▸ Task instructions:
Among the records below, one line contains "If you could place a marker on the side"; copy that line and all that follow it, exactly as written.

.....

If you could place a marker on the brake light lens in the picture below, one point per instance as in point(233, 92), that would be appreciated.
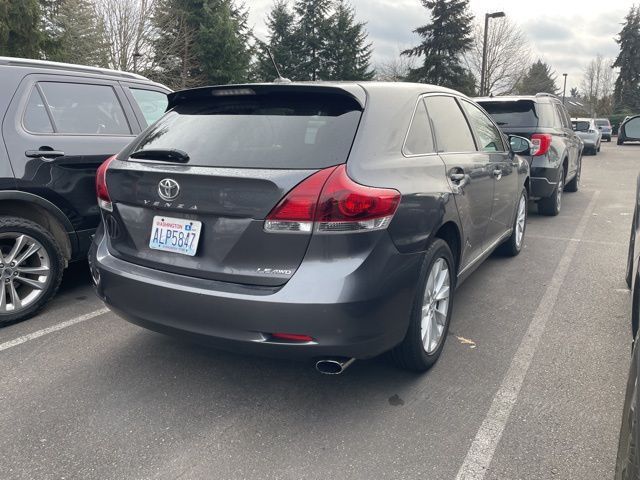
point(104, 200)
point(292, 337)
point(541, 143)
point(332, 202)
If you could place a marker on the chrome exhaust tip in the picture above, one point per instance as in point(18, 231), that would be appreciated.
point(333, 366)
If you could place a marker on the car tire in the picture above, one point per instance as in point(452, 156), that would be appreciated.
point(552, 205)
point(27, 285)
point(574, 185)
point(428, 325)
point(513, 245)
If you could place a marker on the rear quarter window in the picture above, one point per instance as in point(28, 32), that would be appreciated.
point(293, 131)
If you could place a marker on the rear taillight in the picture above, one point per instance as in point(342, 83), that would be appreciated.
point(332, 202)
point(104, 200)
point(541, 143)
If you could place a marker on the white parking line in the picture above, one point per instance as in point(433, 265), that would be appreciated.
point(55, 328)
point(483, 447)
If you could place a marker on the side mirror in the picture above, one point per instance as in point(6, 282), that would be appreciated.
point(520, 145)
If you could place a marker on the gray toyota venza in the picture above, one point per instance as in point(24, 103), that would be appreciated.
point(330, 221)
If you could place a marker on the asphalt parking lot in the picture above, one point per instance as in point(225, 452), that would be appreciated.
point(530, 385)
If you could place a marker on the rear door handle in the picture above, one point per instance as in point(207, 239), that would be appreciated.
point(43, 153)
point(458, 180)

.....

▸ Exercise response:
If you could place a marker on the side mirror in the picture above, one point per instance as in point(6, 282), that would be appreciated.
point(520, 145)
If you could place a marker on the gray toyota venza in the picture above, one point per instance as in point(24, 103), that would be appreciated.
point(330, 221)
If you could place a marker on the asphalt parking lot in the picture above, one point per instance as in point(225, 452), that would be appreciated.
point(530, 385)
If you could place a marker on the rear door handle in the picture above, one point per instance as in point(207, 239), that would be appreciated.
point(43, 153)
point(458, 180)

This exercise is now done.